# SEZIONE DEL DOCUMENTO:
16. Quanto al controllo della corrispondenza a partire dal 7 gennaio 2006, il Governo eccepisce il mancato esaurimento delle vie di ricorso interne non avendo il ricorrente presentato reclamo dinanzi al magistrato di sorveglianza, secondo la procedura prevista all’articolo 14 bis della legge sull’ordinamento penitenziario, contro il provvedimento che dispone il controllo della corrispondenza.
17. Il ricorrente si oppone alla tesi del Governo.
18. Alla luce del complesso delle argomentazioni delle parti, la Corte ritiene che l’eccezione del Governo sia strettamente connessa al merito del ricorso e decide di riunirla al merito.
19. Ad avviso della Corte, questa parte della doglianza non è manifestamente infondata ai sensi dell’articolo 35 § 3 della Convenzione né è in contrasto con nessun altro motivo d’irricevibilità. E’ quindi opportuno dichiararla ricevibile.

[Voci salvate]
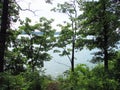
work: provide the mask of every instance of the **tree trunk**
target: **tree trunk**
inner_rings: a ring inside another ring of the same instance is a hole
[[[4,71],[6,31],[8,29],[8,3],[9,0],[3,0],[1,30],[0,30],[0,72]]]

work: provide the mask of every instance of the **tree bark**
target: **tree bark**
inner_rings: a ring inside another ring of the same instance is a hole
[[[4,71],[6,31],[8,29],[8,3],[9,0],[3,0],[1,30],[0,30],[0,72]]]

# CONSEGNE:
[A] Rispondi in breve a queste domande sul passo relativo alla ricevibilità:
(i) Davanti a quale magistrato il ricorrente non ha presentato reclamo, secondo il Governo?
(ii) Che cosa decide la Corte riguardo all'eccezione del Governo?
(iii) Quale articolo della Convenzione richiama la Corte per giudicare questa parte della doglianza?
[B] Trascrivi fedelmente tutte le righe dei record, senza riportare le immagini.
Il testo e i record non hanno alcun legame tra loro.

# RISPOSTE PER COMPITO:
[A]
(i) Davanti al magistrato di sorveglianza.
(ii) Decide di riunirla al merito.
(iii) L'articolo 35 § 3.

[B]
work: provide the mask of every instance of the **tree trunk**
target: **tree trunk**
inner_rings: a ring inside another ring of the same instance is a hole
[[[4,71],[6,31],[8,29],[8,3],[9,0],[3,0],[1,30],[0,30],[0,72]]]

work: provide the mask of every instance of the **tree bark**
target: **tree bark**
inner_rings: a ring inside another ring of the same instance is a hole
[[[4,71],[6,31],[8,29],[8,3],[9,0],[3,0],[1,30],[0,30],[0,72]]]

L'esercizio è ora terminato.